## AUSZUG ZUM LESEN
□ □ □ □

Die Situation in Westafrika spitzt sich unterdessen immer weiter zu. Laut WHO sind dort mindestens 6553 Menschen an Ebola erkrankt. Die Krankenhäuser sind überfüllt. In Monrovia, der Hauptstadt von Liberia, öffnen die Behandlungszentren einmal am Tag ihre Pforten und lassen gerade so viele Menschen hinein, wie am Tag zuvor verstorben sind. Viele Kranke werden vermutlich nie gemeldet, die Kontaktpersonen lassen sich kaum verfolgen. Und noch immer verdoppelt sich alle drei Wochen die Zahl der Kranken und Toten. Geht der Anstieg ungebremst weiter, so seien bis Ende Januar allein in Liberia und Sierra Leone bis zu 1,4 Millionen Infektionen zu erwarten, rechneten Experten des CDC kürzlich vor.

Mit der Zahl der Kranken steigt auch die Wahrscheinlichkeit, dass das Virus in andere Länder getragen wird. "Das lässt sich kaum verhindern, da Menschen ja, wie in diesem Fall in den USA, das Virus tragen können, ohne Symptome zu haben", sagt der Virologe Stephan Becker von der Universität Marburg.

□ □ □ □

Daten zum Zeigen auf Regionen:
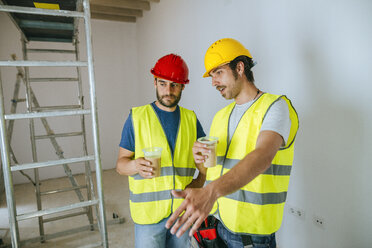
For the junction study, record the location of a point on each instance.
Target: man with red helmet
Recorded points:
(175, 129)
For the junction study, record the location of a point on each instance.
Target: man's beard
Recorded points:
(171, 104)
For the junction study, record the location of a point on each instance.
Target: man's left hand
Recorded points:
(196, 207)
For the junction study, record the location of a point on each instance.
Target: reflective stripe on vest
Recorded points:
(151, 199)
(256, 208)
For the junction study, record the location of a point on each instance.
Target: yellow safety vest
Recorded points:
(150, 199)
(256, 208)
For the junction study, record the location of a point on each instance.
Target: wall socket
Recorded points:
(318, 221)
(297, 212)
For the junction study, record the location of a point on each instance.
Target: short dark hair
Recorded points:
(248, 64)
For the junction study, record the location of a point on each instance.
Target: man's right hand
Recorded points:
(197, 150)
(143, 168)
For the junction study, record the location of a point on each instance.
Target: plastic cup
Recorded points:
(211, 141)
(153, 154)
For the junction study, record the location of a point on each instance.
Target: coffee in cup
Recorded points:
(211, 143)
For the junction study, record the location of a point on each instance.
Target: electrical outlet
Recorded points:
(297, 212)
(319, 221)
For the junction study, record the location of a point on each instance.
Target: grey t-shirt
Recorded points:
(277, 118)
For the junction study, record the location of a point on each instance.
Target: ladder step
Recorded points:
(60, 107)
(92, 245)
(62, 190)
(58, 135)
(50, 163)
(64, 216)
(56, 210)
(50, 51)
(53, 79)
(27, 10)
(28, 63)
(47, 114)
(18, 100)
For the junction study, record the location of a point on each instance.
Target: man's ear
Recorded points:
(240, 68)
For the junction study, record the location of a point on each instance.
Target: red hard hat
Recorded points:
(172, 67)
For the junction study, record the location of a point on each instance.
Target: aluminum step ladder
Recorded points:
(37, 112)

□ □ □ □

## ARBEITSAUFTRAG
Nennen Sie alle Staaten, die der Text über die Ebola-Lage in Westafrika ausdrücklich beim Namen nennt, in der Reihenfolge ihres ersten Auftretens.

## ÜBUNGSERGEBNIS
Liberia, Sierra Leone, USA